#### [Exercises]
(A) In the article about the new stadium at Simon Fraser, why did the master plan for the LDC renewal have to look at how best to use the space, according to Hanson?
(B) Write out a part of the stadium article word for word. Begin at the words "Upon entering the" and stop after "signals under centre.".

#### [Text under study]
▬▬▬▬▬▬
Smith, who played his first three seasons for SFU at a time when its home games were staged across town at Swangard Stadium, marvels at the transformation which has occurred at the Fox Field site.
“Back then we only trained on Fox Field so we used the ugly grass hill to run up in training,” Smith said. “Everybody always said that we needed to put something there so that we wouldn’t have to keep running up that hill. At the time, we didn’t even think about putting in a stadium there.”
PERFECTING THE HOUSE THAT LORNE BUILT
As part of the stadium project, Simon Fraser football has a new locker room space that surely sits among the very best in NCAA Div. 2.
In many ways, it can be seen as a central gathering point for not only the team, but a place to celebrate the history and tradition of SFU football.
Upon entering the space, the latter becomes immediately clear simply by observing the way the program has honoured its late quarterback Bernd Dittrich, who passed away almost 12 years ago at the age of 21, and is remembered by all through his framed SFU game jersey and a life-size photo where he barks out the signals under centre.
Both sit prominently on the wall upon setting foot in the team’s new locker room complex.
Hanson adds that the outfitting of the football locker rooms and taping areas signalled the first phase of the new the Lorne Davies Complex Renewal Project.
“In this master plan for the LDC renewal, we had to look at how we could use this space the best because we have 200,000 square feet in the whole Lorne Davies Complex,” said Hanson of the athletic department’s traditional space within the the university.
And what will be perhaps the most significant end result of the $18-20 million project?
“Every varsity team will have a new-and-improved locker room,” said Hanson of an endeavour which itself has already been in the planning for three years.”
That said, renovating a 50-year-old building like the LDC comes with its own set of challenges. To that end, a seismic upgrade will be first on the docket when the renewal project turns its attention to the LDC’s main spaces, sometime likely around the spring of 2022.
“…THIS PLACE IS KIND OF MYSTICAL”
Chris Beaton remembers that by 1966, the university’s second year, the as-yet-unnamed Terry Fox Field had become the football team’s grass-covered practice field, yet he says neither he nor any of his teammates could have ever envisioned, from those humble beginnings, an actual stadium rising in their midst.
Over the decades since, there had been numerous attempts to retro-fit the site with a permanent stadium grandstand, including one decades and decades ago that rumour says had something to do with the City of Burnaby and a cheque for a million dollars.
Finally, what was fact and what was fable no longer matters.
Men’s soccer will christen the stadium Monday when it plays host to the Fraser Valley Cascades. Women’s soccer then hosts Fraser Valley on Tuesday in its first live-game run in the stadium. Both games begin at 7 p.m.
And football debuts at home Sept. 18 (6 p.m.) against Central Washington.
“It’s really going to become a gathering point, and not just during games,” Hanson begins. “When I spoke earlier of the transformation of the campus, it’s pretty amazing what this will do for our student experience across our campus.
“When you add it all up, the one word that comes to mind for me is vibrancy,” she added. “And all of it is happening here, on the top of a mountain.”
And it’s at the top of that mountain, in the midst of watching the competition, where we have best learned how to appreciate nature and all that it unfurls, from sheets of rain, to banks of fog, to stunning sunsets… all, often times, over the course of a single game’s duration.
Now, the best part is that the view can be enjoyed in comfort.
“Honestly, the sight lines are as good as it gets,” says Schneider. “You can romanticize about this place because it is so distinct. When we have weather, like when the fog rolls up, it just makes this place kind of mystical in a lot of ways.”
Finally, after over a half-century of waiting, there’s a few thousand ‘front-row seats’ ready and waiting to give you all the proof you need.
▬▬▬▬▬▬
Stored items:
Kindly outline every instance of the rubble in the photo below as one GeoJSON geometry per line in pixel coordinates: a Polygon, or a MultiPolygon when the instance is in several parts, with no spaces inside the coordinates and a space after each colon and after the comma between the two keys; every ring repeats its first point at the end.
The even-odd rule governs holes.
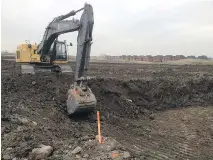
{"type": "Polygon", "coordinates": [[[2,61],[2,70],[2,156],[29,159],[39,144],[48,144],[54,148],[49,160],[107,159],[114,151],[124,159],[213,157],[211,66],[92,63],[88,75],[96,79],[88,84],[97,97],[103,144],[95,139],[96,113],[66,114],[73,75],[21,75],[12,61],[2,61]],[[76,147],[82,150],[72,154],[76,147]]]}

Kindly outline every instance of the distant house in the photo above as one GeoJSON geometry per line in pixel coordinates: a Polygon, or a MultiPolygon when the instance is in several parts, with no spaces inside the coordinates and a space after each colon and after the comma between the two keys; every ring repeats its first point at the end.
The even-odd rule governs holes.
{"type": "Polygon", "coordinates": [[[205,56],[205,55],[198,56],[197,58],[198,58],[198,59],[206,59],[206,60],[208,59],[208,57],[207,57],[207,56],[205,56]]]}
{"type": "Polygon", "coordinates": [[[166,55],[163,57],[163,62],[167,62],[167,61],[173,61],[175,58],[172,55],[166,55]]]}
{"type": "Polygon", "coordinates": [[[157,55],[153,57],[153,62],[162,62],[162,61],[163,61],[162,55],[157,55]]]}
{"type": "Polygon", "coordinates": [[[176,55],[175,56],[175,60],[181,60],[181,59],[185,59],[186,57],[184,55],[176,55]]]}
{"type": "Polygon", "coordinates": [[[144,56],[137,56],[136,58],[137,61],[143,61],[143,59],[144,59],[144,56]]]}
{"type": "Polygon", "coordinates": [[[144,56],[143,60],[146,62],[153,62],[154,58],[151,55],[147,55],[147,56],[144,56]]]}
▬▬▬▬▬▬
#### [Task solutions]
(A) According to Hanson, the plan had to work out the best use of the space because the whole Lorne Davies Complex has 200,000 square feet.

(B)
Upon entering the space, the latter becomes immediately clear simply by observing the way the program has honoured its late quarterback Bernd Dittrich, who passed away almost 12 years ago at the age of 21, and is remembered by all through his framed SFU game jersey and a life-size photo where he barks out the signals under centre.